Take the line that contains "Target: green reed stalk" as the first line and the last line of the material below as the final one; reproduce exactly the lines between, inclusive.

((

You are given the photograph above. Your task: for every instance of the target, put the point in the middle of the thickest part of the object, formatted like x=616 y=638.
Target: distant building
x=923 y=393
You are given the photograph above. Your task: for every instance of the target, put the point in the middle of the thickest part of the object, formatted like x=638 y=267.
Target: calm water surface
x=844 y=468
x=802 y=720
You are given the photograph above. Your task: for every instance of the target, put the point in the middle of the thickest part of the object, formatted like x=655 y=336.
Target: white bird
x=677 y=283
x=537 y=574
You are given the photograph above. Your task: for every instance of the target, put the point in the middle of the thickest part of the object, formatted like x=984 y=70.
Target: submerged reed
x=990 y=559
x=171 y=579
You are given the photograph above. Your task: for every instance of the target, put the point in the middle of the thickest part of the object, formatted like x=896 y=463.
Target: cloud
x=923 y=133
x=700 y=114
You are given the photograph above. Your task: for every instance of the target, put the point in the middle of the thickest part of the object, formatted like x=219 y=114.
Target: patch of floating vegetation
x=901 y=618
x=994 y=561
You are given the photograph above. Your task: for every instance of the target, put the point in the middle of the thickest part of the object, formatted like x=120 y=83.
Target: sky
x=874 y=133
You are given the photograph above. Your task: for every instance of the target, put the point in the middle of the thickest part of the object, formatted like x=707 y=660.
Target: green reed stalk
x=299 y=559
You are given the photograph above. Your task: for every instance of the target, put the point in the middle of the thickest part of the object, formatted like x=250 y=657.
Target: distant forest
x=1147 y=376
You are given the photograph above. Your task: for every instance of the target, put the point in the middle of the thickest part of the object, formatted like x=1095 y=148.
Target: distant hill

))

(Solution):
Target: green reed stalk
x=299 y=559
You are given the photograph above. Your task: for every instance of the target, put the point in the middle of the thickest part of the object, formatted like x=250 y=657.
Target: distant forest
x=1147 y=376
You are given the photograph above. Your task: for every instance of the target, put the point in the middle of the thickest part of the object, formatted like x=1095 y=148.
Target: distant hill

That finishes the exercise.